**TASK DESCRIPTION**
Pick out every line of the records below that contains the string "clicks", matching case exactly.

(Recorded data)
----------

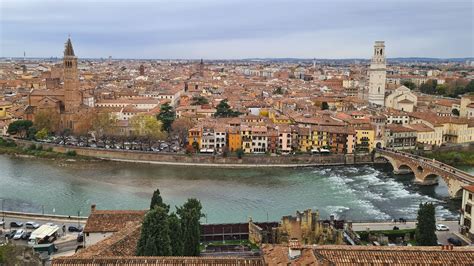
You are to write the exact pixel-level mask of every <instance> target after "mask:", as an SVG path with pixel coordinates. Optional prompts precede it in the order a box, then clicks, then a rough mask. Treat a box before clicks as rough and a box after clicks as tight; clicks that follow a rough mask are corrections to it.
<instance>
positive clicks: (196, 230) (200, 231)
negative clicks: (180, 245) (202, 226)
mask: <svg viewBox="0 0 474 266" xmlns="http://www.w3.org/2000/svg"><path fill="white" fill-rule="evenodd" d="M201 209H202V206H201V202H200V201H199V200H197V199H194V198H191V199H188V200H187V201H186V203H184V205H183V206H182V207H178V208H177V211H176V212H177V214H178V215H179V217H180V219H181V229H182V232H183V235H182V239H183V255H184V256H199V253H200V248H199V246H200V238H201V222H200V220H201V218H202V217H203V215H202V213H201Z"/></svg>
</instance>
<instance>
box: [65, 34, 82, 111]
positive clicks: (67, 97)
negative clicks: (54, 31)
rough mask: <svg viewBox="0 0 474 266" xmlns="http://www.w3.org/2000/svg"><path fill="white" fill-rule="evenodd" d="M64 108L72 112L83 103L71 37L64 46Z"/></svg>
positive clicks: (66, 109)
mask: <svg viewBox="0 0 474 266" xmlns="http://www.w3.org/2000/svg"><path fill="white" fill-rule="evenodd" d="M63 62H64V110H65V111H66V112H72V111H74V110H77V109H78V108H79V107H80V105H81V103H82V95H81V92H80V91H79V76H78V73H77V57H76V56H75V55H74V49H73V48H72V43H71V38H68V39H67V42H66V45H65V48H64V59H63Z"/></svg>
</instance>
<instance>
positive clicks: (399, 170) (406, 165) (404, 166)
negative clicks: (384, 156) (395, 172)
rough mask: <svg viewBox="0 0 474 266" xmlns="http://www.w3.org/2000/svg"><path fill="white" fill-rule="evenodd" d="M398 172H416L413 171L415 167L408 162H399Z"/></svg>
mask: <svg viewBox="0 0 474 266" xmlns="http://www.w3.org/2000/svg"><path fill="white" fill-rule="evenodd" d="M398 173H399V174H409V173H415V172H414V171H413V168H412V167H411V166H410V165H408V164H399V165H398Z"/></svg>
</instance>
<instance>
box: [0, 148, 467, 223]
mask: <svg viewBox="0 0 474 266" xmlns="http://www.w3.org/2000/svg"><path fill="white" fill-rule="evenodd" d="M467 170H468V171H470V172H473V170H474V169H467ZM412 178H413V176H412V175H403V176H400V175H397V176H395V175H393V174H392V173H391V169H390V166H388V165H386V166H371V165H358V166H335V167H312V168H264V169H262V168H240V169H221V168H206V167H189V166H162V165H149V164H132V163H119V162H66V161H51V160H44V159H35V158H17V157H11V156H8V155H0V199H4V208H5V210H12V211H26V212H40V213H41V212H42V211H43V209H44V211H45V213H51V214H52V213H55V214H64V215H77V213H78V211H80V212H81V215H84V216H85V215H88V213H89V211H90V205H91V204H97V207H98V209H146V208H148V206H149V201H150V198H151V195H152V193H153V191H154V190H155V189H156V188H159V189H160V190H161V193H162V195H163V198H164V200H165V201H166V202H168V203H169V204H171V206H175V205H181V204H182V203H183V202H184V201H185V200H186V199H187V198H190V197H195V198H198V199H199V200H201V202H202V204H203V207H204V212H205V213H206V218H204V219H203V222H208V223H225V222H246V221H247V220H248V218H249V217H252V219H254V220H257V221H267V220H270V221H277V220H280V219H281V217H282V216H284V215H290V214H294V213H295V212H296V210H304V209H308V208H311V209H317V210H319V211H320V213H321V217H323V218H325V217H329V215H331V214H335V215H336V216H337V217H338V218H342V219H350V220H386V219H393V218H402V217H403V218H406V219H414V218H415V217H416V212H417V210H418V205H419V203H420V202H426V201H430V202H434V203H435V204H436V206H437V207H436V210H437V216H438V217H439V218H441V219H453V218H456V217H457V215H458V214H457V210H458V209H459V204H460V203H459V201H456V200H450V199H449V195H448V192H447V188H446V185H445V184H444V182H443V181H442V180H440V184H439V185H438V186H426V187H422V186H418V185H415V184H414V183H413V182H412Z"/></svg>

----------

**OUTPUT BELOW**
You are to write the exact pixel-level mask of every <instance> target after "mask:", as an SVG path with pixel coordinates. Optional prompts precede it in the order a box, then clicks, then a rough mask. Treat a box before clicks as rough and a box after clicks as tight; clicks that follow a rough mask are corrections to it.
positive clicks: (196, 230) (200, 231)
negative clicks: (180, 245) (202, 226)
positive clicks: (67, 97)
negative clicks: (54, 31)
positive clicks: (66, 109)
positive clicks: (399, 170) (406, 165) (404, 166)
negative clicks: (384, 156) (395, 172)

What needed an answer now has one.